→ **EXCERTO FORNECIDO**:
○ ○ ○ ○

Tais vícios decisórios traduzem, pois, defeitos estruturais da decisão penal e não do julgamento e, por isso, têm de resultar do texto da decisão recorrida, por si só ou conjugada com as regras da experiência comum, e ser de tal modo evidente que uma pessoa normalmente dotada os pode detetar – neste sentido, vide ac. da Rel. de Coimbra, de 12.06.2019, Proc. 1/19.5GDCBR.C1, in www.dgsi.pt.
O respetivo regime legal não contempla a reapreciação da prova – contrariamente ao que sucede com a impugnação ampla da matéria de facto – limitando-se a apreciação pelo tribunal de recurso a incidir sobre defeitos presentes na decisão recorrida suscetíveis de serem detetados, e, na impossibilidade de sanação, à determinação do reenvio, total ou parcial, do processo para novo julgamento, como impõe o citado art. 426º nº1 do CPP, relativamente ao qual se impõe esclarecer o seguinte:
…
A recorrente ao pretender assacar à sentença recorrida a insuficiência para a decisão da matéria de facto provada, …
Pois bem.

○ ○ ○ ○

Registos de uma coleção:
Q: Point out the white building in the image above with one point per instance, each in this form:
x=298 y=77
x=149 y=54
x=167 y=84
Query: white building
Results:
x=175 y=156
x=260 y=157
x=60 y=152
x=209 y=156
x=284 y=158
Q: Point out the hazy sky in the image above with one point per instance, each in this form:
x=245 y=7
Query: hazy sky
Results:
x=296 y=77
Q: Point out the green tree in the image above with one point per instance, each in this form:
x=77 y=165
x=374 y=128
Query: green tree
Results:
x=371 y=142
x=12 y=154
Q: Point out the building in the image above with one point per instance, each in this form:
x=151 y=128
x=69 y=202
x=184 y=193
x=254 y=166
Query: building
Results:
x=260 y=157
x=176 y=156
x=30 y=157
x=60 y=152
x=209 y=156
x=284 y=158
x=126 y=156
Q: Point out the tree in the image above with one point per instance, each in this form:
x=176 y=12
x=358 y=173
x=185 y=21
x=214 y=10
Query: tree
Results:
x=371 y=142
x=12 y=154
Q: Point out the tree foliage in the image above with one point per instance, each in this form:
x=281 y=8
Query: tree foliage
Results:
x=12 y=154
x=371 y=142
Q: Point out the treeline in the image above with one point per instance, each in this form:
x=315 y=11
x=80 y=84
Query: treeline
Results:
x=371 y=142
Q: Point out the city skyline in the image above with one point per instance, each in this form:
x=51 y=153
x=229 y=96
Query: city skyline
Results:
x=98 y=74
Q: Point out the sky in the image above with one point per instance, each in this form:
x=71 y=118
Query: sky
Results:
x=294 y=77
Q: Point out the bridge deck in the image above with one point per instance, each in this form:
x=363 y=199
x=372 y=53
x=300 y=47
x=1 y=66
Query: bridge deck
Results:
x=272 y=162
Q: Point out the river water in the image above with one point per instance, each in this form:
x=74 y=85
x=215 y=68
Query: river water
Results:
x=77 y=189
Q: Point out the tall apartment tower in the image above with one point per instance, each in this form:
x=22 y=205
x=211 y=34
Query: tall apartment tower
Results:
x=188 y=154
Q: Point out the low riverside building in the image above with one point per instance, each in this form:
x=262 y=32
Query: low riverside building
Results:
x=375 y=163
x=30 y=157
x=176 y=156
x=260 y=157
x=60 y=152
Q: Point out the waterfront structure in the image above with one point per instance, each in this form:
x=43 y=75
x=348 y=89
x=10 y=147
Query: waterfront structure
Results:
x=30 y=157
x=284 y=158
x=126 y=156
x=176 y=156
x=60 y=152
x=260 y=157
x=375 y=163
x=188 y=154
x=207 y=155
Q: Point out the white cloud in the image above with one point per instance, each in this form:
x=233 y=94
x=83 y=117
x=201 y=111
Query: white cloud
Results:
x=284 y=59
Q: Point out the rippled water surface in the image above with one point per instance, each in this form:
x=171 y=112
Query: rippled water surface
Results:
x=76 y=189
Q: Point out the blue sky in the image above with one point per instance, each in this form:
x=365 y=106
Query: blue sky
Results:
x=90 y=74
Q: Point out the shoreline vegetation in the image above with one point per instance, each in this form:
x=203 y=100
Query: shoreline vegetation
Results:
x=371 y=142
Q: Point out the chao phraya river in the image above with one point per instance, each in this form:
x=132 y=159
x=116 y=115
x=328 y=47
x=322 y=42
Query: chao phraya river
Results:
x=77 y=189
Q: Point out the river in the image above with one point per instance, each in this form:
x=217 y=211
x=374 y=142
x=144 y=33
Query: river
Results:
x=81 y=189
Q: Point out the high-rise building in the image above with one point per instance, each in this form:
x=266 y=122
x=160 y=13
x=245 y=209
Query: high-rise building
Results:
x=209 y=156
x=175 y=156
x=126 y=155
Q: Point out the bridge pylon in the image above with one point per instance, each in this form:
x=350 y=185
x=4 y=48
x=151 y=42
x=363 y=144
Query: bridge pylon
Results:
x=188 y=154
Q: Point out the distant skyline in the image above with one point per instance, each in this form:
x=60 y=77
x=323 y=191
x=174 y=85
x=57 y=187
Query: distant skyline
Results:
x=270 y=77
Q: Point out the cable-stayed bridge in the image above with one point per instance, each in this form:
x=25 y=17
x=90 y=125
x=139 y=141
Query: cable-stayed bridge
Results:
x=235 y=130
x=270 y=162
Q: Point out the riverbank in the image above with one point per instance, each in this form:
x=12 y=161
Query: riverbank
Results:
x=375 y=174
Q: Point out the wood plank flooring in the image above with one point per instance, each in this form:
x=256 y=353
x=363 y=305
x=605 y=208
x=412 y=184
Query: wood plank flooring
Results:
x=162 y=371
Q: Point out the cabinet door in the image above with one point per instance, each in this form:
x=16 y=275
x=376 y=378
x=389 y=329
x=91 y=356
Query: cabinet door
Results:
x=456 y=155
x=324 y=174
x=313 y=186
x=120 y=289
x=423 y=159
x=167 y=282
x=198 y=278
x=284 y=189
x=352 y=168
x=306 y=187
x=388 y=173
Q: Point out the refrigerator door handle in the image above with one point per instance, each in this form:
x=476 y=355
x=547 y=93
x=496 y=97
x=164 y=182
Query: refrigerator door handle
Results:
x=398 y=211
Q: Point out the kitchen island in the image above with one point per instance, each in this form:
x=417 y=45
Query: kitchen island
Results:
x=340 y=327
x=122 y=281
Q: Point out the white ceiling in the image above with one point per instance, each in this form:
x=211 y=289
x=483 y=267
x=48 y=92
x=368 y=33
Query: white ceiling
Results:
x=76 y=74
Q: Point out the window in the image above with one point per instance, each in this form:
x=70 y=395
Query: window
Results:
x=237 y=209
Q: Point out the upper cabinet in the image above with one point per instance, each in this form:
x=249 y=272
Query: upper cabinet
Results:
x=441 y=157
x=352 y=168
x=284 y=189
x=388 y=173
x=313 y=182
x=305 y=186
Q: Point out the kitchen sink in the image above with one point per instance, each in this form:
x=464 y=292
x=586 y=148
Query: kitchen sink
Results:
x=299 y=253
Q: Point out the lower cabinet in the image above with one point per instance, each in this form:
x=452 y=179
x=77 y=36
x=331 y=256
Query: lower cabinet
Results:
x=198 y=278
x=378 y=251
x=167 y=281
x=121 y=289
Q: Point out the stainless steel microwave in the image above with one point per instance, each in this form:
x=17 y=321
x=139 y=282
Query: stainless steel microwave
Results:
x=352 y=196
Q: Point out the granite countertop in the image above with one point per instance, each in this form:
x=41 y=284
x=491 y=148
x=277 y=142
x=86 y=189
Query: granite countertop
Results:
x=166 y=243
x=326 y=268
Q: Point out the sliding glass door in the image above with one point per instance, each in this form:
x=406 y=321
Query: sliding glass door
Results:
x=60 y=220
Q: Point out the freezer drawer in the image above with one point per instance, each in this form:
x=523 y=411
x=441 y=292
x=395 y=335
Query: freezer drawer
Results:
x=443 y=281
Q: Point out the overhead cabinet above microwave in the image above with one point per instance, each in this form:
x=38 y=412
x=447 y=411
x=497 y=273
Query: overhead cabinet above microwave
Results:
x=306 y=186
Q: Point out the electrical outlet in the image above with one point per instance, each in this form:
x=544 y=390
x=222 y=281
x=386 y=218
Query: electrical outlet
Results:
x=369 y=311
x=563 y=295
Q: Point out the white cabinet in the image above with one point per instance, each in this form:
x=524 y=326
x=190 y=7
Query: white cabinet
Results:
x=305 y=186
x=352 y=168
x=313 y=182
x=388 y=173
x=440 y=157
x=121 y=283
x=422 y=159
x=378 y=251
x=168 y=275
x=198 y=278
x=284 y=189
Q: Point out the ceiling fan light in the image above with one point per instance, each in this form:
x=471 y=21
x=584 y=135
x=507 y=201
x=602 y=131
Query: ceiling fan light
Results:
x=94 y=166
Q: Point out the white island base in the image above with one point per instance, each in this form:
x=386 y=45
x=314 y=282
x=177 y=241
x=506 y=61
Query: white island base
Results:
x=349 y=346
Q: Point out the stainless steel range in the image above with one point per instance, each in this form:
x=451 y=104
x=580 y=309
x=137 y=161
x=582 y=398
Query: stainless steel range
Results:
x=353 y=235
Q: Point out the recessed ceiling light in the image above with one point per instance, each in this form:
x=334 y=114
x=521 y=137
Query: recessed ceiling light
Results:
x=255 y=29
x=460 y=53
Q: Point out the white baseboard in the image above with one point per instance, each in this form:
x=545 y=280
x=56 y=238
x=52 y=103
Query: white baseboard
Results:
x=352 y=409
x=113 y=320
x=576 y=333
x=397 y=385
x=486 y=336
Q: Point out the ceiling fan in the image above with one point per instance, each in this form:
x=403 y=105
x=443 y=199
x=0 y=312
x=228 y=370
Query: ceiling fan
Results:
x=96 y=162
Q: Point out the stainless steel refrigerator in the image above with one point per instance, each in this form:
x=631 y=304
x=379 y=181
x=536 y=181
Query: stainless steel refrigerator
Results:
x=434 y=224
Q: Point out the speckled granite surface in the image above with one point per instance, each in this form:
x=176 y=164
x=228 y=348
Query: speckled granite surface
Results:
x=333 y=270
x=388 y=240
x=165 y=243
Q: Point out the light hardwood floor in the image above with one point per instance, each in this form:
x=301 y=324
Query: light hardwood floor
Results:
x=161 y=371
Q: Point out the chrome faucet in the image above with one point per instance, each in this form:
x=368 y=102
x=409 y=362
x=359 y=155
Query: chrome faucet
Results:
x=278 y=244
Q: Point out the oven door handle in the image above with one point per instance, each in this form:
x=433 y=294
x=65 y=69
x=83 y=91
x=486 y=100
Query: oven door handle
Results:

○ ○ ○ ○

→ **EXERCÍCIO PROPOSTO A**:
Segundo o excerto, que artigo do CPP impõe o reenvio do processo para novo julgamento?
→ **EXERCÍCIO PROPOSTO B**:
Por favor, transcreva do excerto o trecho entre "Tais vícios decisórios" e "1/19.5GDCBR.C1, in www.dgsi.pt.", inclusive.

→ **RESPOSTA DO EXERCÍCIO A**:
O art. 426º nº1 do CPP.

→ **RESPOSTA DO EXERCÍCIO B**:
Tais vícios decisórios traduzem, pois, defeitos estruturais da decisão penal e não do julgamento e, por isso, têm de resultar do texto da decisão recorrida, por si só ou conjugada com as regras da experiência comum, e ser de tal modo evidente que uma pessoa normalmente dotada os pode detetar – neste sentido, vide ac. da Rel. de Coimbra, de 12.06.2019, Proc. 1/19.5GDCBR.C1, in www.dgsi.pt.